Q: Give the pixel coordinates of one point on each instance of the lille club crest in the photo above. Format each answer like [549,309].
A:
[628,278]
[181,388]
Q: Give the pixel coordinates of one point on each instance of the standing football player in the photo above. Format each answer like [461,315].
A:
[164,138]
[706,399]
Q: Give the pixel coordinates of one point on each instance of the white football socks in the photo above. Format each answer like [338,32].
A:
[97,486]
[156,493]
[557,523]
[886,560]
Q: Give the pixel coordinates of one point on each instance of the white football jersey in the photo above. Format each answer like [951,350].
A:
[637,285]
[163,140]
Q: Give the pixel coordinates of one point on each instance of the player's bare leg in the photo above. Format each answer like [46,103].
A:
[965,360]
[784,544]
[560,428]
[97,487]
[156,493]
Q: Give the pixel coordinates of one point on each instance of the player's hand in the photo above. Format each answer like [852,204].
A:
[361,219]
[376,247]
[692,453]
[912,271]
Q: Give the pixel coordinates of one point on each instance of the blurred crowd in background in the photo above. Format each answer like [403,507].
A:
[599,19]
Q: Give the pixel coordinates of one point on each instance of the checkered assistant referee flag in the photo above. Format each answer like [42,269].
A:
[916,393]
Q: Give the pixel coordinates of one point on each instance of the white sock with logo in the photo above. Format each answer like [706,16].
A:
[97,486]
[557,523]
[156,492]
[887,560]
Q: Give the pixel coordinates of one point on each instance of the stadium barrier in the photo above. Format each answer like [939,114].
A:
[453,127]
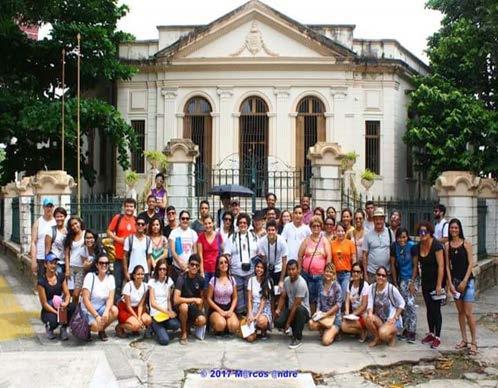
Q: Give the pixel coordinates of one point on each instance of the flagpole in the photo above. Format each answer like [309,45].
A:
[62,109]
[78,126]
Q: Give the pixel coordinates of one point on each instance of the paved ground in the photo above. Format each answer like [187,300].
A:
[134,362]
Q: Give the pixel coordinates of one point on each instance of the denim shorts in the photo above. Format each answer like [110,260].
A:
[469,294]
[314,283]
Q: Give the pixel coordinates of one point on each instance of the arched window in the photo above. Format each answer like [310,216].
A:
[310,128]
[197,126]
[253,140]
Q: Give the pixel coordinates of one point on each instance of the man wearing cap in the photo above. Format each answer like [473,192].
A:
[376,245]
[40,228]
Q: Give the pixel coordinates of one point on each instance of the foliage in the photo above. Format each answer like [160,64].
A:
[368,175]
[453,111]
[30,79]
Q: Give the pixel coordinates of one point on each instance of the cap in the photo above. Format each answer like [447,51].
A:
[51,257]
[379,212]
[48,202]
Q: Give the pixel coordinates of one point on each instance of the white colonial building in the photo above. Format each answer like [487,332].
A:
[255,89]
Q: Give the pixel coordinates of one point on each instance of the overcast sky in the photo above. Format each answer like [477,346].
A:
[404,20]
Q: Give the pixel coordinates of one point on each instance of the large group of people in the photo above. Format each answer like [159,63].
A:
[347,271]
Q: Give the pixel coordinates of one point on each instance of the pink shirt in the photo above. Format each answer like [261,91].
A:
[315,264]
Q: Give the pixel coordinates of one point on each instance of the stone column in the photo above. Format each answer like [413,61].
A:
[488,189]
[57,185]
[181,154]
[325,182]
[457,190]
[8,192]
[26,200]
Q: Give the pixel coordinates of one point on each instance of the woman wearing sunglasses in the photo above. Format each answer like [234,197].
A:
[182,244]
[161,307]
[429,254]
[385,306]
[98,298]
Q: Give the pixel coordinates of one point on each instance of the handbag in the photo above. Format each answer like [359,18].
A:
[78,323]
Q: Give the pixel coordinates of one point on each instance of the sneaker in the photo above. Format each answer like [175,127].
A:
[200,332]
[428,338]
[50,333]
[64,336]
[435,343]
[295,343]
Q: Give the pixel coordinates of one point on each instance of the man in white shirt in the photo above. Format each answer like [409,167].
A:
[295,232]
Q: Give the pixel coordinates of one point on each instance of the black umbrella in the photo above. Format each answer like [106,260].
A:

====

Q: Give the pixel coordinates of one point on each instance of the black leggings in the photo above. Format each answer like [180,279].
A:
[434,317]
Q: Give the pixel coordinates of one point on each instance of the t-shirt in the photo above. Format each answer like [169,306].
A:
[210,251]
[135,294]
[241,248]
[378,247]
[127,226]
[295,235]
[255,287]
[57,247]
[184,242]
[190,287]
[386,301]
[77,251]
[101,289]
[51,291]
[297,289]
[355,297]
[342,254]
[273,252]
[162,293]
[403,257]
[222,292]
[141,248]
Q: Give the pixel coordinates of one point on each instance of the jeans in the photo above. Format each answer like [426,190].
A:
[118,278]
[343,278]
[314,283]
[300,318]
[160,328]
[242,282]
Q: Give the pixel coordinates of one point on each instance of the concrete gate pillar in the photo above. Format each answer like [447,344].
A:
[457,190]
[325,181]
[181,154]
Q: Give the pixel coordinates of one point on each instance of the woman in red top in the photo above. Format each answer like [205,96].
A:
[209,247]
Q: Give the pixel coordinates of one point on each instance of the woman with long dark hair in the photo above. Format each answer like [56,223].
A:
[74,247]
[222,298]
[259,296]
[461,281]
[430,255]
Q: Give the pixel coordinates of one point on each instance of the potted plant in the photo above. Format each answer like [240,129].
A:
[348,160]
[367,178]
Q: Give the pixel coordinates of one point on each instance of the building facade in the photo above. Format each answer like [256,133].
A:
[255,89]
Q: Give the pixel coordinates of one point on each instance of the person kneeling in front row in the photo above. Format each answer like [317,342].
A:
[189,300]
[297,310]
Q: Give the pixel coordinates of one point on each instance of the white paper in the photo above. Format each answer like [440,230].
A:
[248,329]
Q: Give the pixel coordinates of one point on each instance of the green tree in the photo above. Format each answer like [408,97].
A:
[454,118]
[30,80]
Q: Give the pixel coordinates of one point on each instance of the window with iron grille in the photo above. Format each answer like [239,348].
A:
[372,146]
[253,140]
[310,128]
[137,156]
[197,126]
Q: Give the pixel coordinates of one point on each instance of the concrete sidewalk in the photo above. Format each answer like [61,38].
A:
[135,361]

====

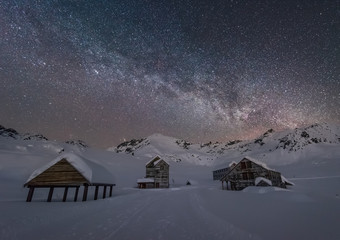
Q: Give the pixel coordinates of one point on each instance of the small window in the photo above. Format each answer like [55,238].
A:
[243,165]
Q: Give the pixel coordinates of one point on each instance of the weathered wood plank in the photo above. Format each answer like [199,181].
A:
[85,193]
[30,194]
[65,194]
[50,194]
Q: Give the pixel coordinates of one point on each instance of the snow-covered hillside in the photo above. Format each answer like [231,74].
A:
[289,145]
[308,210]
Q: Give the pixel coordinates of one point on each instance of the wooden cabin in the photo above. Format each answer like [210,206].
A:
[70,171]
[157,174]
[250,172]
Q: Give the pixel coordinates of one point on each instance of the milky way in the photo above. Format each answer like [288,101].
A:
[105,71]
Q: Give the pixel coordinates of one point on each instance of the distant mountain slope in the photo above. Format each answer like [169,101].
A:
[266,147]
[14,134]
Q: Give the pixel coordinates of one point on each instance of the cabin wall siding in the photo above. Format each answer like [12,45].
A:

====

What the exercise asks
Pull out every line from the items that contains the word "wearing".

Written solution
Q: Give the pixel coordinates of one point on each instance of the man wearing cap in the photo above. Format each answer like [473,192].
Q: Give the pixel coordinates of one point on each instance of the woman wearing sunglasses in the photo above. Format each answer like [234,197].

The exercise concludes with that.